━━ Given information ━━

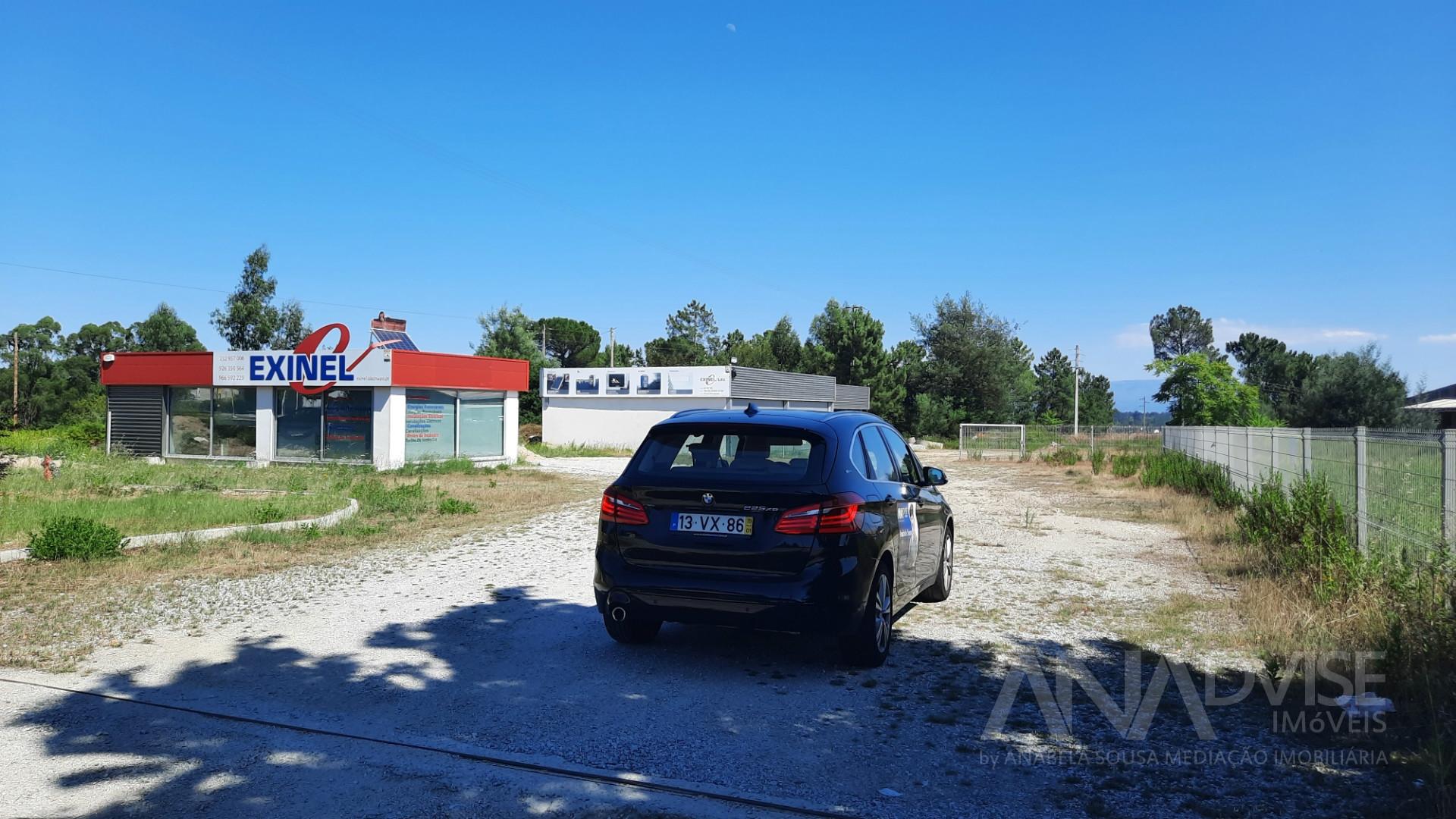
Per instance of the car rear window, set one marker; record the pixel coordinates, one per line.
(733, 453)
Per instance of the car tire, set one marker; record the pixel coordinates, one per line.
(938, 592)
(870, 643)
(632, 630)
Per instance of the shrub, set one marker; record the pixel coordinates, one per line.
(267, 513)
(1062, 457)
(72, 537)
(1304, 529)
(456, 506)
(1180, 472)
(1126, 465)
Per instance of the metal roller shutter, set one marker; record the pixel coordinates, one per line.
(136, 419)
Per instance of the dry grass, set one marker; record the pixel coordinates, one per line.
(55, 613)
(1282, 617)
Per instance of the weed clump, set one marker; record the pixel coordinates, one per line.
(1126, 465)
(1180, 472)
(77, 538)
(456, 506)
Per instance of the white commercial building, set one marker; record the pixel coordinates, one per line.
(618, 406)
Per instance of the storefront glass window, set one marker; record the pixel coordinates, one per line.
(235, 422)
(191, 420)
(430, 420)
(348, 420)
(299, 422)
(482, 425)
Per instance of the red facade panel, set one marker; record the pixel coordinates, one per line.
(447, 371)
(158, 369)
(443, 371)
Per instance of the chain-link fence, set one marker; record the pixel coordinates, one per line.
(1397, 485)
(1092, 436)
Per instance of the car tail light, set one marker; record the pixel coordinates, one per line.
(622, 510)
(837, 515)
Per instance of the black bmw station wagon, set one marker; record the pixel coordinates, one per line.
(780, 519)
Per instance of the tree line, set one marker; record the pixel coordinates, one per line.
(1276, 384)
(965, 365)
(60, 373)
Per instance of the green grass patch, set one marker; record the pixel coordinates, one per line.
(577, 450)
(456, 506)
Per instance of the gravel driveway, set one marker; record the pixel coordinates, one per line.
(491, 645)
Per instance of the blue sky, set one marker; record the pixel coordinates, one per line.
(1285, 168)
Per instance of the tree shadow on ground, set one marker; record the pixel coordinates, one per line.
(772, 714)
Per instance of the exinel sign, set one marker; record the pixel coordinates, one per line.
(305, 369)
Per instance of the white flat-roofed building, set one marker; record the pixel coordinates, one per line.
(618, 406)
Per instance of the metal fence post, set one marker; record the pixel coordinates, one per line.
(1248, 458)
(1362, 493)
(1449, 488)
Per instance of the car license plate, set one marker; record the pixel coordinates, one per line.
(712, 523)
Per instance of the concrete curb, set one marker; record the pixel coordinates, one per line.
(139, 541)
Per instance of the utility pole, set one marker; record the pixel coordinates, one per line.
(15, 382)
(1076, 390)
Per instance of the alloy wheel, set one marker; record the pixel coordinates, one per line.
(883, 613)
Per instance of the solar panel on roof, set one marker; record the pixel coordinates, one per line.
(400, 340)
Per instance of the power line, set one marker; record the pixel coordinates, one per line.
(228, 292)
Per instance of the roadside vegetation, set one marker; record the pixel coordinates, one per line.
(55, 611)
(142, 499)
(577, 450)
(1305, 589)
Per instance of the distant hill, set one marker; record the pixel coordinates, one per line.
(1136, 419)
(1128, 395)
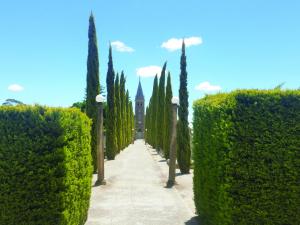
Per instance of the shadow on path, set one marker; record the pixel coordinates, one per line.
(193, 221)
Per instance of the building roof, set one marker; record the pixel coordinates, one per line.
(139, 93)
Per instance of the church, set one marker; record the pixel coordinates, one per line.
(139, 113)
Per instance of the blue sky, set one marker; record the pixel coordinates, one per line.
(245, 44)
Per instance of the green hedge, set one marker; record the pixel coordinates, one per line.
(247, 162)
(45, 166)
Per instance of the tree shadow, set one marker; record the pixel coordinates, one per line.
(193, 221)
(179, 174)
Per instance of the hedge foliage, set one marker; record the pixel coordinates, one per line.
(45, 166)
(247, 158)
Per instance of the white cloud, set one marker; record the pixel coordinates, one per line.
(148, 71)
(174, 44)
(15, 88)
(121, 47)
(206, 86)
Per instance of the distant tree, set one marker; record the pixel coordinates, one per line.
(12, 102)
(123, 107)
(160, 109)
(131, 122)
(154, 105)
(118, 114)
(168, 117)
(80, 105)
(128, 121)
(183, 133)
(111, 120)
(93, 86)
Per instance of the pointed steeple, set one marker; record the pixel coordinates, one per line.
(139, 93)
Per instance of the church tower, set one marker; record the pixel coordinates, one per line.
(139, 113)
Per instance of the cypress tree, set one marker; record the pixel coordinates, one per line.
(118, 112)
(146, 124)
(127, 133)
(183, 134)
(154, 104)
(168, 117)
(93, 86)
(123, 99)
(131, 122)
(160, 109)
(111, 120)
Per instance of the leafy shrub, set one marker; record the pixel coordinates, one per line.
(45, 166)
(247, 162)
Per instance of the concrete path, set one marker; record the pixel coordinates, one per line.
(135, 193)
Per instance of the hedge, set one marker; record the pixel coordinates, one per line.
(45, 166)
(247, 158)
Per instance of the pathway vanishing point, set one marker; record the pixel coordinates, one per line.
(135, 192)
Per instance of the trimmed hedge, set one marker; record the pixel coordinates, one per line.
(45, 166)
(246, 155)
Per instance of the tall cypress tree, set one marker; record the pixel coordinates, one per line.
(131, 122)
(183, 134)
(168, 117)
(154, 104)
(92, 86)
(111, 120)
(160, 109)
(123, 109)
(118, 112)
(127, 119)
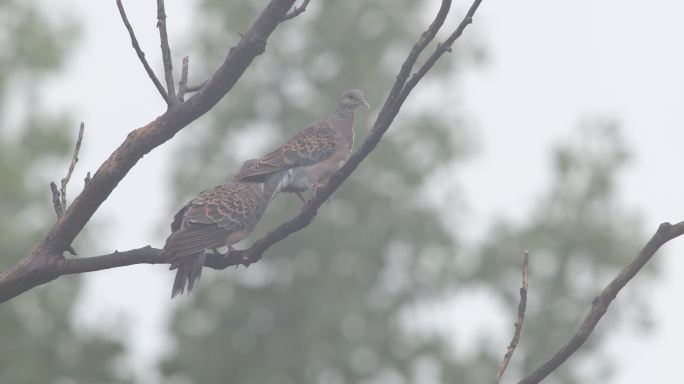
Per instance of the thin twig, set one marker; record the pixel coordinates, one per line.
(183, 83)
(518, 322)
(166, 52)
(140, 53)
(665, 233)
(74, 160)
(195, 88)
(296, 11)
(59, 210)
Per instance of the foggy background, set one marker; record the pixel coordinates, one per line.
(536, 99)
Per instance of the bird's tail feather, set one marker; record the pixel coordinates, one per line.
(189, 272)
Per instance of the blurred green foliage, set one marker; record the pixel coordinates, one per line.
(38, 341)
(329, 304)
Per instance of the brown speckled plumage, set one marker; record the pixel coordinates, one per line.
(218, 217)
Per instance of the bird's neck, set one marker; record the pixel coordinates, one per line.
(344, 112)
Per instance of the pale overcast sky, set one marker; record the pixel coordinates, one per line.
(608, 57)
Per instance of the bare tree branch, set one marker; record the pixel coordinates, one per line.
(144, 139)
(39, 265)
(74, 160)
(665, 233)
(296, 11)
(518, 322)
(140, 53)
(183, 82)
(56, 203)
(166, 52)
(194, 88)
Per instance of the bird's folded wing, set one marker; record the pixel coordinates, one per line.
(306, 147)
(193, 239)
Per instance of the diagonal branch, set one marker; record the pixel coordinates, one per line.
(665, 233)
(518, 322)
(389, 111)
(166, 52)
(38, 266)
(140, 53)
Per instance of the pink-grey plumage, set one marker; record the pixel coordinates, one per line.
(221, 216)
(312, 155)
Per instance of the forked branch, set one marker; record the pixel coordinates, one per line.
(665, 233)
(166, 52)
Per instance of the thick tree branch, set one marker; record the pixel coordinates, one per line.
(665, 233)
(140, 53)
(40, 265)
(166, 52)
(518, 322)
(29, 273)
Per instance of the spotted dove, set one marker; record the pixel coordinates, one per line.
(312, 155)
(221, 216)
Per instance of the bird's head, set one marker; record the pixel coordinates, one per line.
(353, 98)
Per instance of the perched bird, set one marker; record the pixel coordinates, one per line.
(312, 155)
(221, 216)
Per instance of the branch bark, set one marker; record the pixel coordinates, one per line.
(41, 264)
(166, 52)
(46, 263)
(518, 322)
(665, 233)
(140, 53)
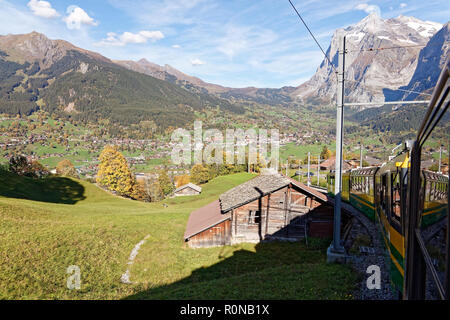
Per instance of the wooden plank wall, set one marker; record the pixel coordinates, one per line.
(217, 235)
(283, 215)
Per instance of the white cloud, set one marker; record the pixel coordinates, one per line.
(368, 8)
(197, 62)
(42, 9)
(77, 17)
(127, 37)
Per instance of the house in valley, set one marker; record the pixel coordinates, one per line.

━━━

■ Your objective ■
Rewrite the rows as a numbered list, leaving out any blank lines, starting with the line that contains "Per instance of the power" and going on through the line that contains "(1128, 395)". Include only those lines.

■ Expected output ■
1. Per instance of the power line, set one marker; record the pixel coordinates, one per line.
2. (228, 292)
3. Per instance of the roadside vegetation, set one marker; record the pixel coordinates, one per line.
4. (55, 611)
5. (142, 499)
6. (577, 450)
7. (1305, 589)
8. Per instance of the distant hill, set one marker; record the pixel coordinates, one per line.
9. (1136, 419)
10. (1128, 395)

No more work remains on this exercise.